━━ Dataset records ━━

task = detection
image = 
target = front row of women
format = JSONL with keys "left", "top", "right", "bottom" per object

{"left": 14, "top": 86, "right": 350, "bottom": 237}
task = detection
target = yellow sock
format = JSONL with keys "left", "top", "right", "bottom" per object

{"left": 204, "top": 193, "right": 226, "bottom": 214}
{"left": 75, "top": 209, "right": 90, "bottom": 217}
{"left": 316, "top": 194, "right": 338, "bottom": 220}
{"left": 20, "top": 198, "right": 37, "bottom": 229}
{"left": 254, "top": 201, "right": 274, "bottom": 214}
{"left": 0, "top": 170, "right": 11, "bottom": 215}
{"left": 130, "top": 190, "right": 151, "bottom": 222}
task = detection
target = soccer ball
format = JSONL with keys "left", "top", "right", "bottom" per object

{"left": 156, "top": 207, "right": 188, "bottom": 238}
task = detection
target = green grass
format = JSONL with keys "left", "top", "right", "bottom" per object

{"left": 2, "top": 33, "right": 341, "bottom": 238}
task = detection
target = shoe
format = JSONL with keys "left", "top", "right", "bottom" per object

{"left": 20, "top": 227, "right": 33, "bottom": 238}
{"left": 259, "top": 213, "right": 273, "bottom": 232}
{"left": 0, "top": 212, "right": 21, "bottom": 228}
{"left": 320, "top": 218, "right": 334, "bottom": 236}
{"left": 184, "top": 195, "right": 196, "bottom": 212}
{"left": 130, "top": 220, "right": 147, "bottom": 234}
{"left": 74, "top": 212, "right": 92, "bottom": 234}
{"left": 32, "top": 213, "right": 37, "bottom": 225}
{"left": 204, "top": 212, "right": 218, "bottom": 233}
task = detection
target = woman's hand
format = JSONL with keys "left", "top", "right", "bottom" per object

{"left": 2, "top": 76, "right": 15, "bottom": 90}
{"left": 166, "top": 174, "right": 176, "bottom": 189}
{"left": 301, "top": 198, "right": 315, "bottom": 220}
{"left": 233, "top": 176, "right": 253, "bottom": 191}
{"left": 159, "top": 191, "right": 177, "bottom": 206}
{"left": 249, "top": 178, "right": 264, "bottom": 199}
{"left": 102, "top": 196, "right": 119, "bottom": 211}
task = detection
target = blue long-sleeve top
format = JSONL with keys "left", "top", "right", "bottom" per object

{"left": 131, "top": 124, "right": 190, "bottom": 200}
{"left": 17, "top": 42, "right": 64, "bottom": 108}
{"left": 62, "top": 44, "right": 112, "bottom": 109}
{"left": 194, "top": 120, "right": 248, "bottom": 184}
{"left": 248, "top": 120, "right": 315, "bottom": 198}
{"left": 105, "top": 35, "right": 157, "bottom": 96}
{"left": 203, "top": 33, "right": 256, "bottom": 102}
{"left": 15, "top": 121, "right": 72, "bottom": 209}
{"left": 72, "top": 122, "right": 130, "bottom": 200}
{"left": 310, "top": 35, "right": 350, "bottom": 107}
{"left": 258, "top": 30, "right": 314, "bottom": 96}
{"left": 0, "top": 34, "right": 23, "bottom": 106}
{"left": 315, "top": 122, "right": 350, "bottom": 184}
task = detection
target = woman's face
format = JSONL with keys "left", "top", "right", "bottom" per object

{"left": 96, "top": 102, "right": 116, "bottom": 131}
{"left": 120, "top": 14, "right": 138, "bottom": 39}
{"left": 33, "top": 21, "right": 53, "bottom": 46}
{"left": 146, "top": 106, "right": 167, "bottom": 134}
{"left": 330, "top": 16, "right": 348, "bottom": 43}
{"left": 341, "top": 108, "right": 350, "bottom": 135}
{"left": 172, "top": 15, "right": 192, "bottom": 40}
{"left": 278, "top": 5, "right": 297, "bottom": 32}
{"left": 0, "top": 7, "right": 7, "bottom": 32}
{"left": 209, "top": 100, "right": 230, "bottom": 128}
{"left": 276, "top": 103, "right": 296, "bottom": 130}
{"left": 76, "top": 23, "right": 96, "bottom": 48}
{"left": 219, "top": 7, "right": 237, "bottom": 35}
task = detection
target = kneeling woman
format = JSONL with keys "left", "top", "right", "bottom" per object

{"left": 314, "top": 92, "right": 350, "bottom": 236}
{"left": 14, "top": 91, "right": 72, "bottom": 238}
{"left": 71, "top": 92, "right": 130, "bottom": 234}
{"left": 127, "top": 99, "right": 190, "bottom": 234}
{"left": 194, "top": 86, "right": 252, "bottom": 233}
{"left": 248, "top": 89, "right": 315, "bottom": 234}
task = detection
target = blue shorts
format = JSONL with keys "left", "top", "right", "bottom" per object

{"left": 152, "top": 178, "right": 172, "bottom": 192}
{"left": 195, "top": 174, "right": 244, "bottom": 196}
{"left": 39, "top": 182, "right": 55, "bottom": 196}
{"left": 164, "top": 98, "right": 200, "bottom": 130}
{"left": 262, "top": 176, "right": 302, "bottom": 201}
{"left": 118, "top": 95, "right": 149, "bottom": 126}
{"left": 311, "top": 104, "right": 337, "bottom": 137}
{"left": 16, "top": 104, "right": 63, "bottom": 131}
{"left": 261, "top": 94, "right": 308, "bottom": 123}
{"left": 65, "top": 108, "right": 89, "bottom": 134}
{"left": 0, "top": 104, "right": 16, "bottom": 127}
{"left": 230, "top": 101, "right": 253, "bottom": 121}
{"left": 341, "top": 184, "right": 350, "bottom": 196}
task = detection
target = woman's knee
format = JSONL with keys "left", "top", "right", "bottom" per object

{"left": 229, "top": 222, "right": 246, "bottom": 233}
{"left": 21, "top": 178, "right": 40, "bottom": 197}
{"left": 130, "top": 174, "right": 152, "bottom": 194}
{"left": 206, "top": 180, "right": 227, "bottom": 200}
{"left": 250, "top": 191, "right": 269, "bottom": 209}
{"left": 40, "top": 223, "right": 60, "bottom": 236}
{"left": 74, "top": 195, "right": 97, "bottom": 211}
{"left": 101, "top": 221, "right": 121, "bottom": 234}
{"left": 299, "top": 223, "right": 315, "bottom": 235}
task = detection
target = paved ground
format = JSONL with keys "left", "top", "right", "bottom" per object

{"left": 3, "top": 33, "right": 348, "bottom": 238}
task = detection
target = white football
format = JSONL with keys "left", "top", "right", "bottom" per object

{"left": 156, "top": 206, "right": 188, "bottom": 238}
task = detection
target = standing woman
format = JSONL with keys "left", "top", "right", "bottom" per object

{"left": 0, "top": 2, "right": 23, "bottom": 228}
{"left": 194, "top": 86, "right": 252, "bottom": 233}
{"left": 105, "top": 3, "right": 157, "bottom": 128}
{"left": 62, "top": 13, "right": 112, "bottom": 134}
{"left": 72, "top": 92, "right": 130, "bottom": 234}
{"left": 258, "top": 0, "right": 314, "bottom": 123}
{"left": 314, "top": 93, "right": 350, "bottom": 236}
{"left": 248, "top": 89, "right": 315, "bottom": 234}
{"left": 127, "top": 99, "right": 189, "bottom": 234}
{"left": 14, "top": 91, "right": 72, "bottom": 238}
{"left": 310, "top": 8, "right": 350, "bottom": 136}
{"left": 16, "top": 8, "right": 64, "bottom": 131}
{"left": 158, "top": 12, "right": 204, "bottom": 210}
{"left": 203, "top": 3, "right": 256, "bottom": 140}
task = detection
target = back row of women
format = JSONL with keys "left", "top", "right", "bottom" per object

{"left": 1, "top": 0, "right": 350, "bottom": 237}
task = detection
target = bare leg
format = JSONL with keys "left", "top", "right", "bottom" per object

━━━

[Your task] When the line containing "target = woman's hand" is reached, include it and stop. Until then, output each line of the entries exactly as given, starting from the first.

[Output for this exercise]
task = detection
image = 
target = front row of women
format = JSONL with keys "left", "top", "right", "bottom" per object

{"left": 14, "top": 86, "right": 350, "bottom": 237}
task = detection
target = yellow sock
format = JSONL with keys "left", "top", "right", "bottom" per object

{"left": 204, "top": 193, "right": 226, "bottom": 214}
{"left": 75, "top": 209, "right": 90, "bottom": 217}
{"left": 316, "top": 194, "right": 338, "bottom": 220}
{"left": 20, "top": 198, "right": 37, "bottom": 229}
{"left": 254, "top": 201, "right": 274, "bottom": 214}
{"left": 0, "top": 170, "right": 11, "bottom": 215}
{"left": 130, "top": 190, "right": 151, "bottom": 222}
task = detection
target = soccer ball
format = JSONL with keys "left", "top", "right", "bottom" per object

{"left": 156, "top": 207, "right": 188, "bottom": 238}
task = detection
target = green grass
format = JSONL with keys "left", "top", "right", "bottom" per object

{"left": 2, "top": 33, "right": 341, "bottom": 238}
task = detection
target = shoe
format = JSONL with keys "left", "top", "right", "bottom" per object

{"left": 20, "top": 227, "right": 33, "bottom": 238}
{"left": 259, "top": 213, "right": 273, "bottom": 232}
{"left": 0, "top": 212, "right": 21, "bottom": 228}
{"left": 320, "top": 218, "right": 334, "bottom": 236}
{"left": 184, "top": 195, "right": 196, "bottom": 212}
{"left": 130, "top": 220, "right": 147, "bottom": 234}
{"left": 74, "top": 212, "right": 92, "bottom": 234}
{"left": 32, "top": 213, "right": 37, "bottom": 225}
{"left": 204, "top": 212, "right": 218, "bottom": 233}
task = detection
target = woman's hand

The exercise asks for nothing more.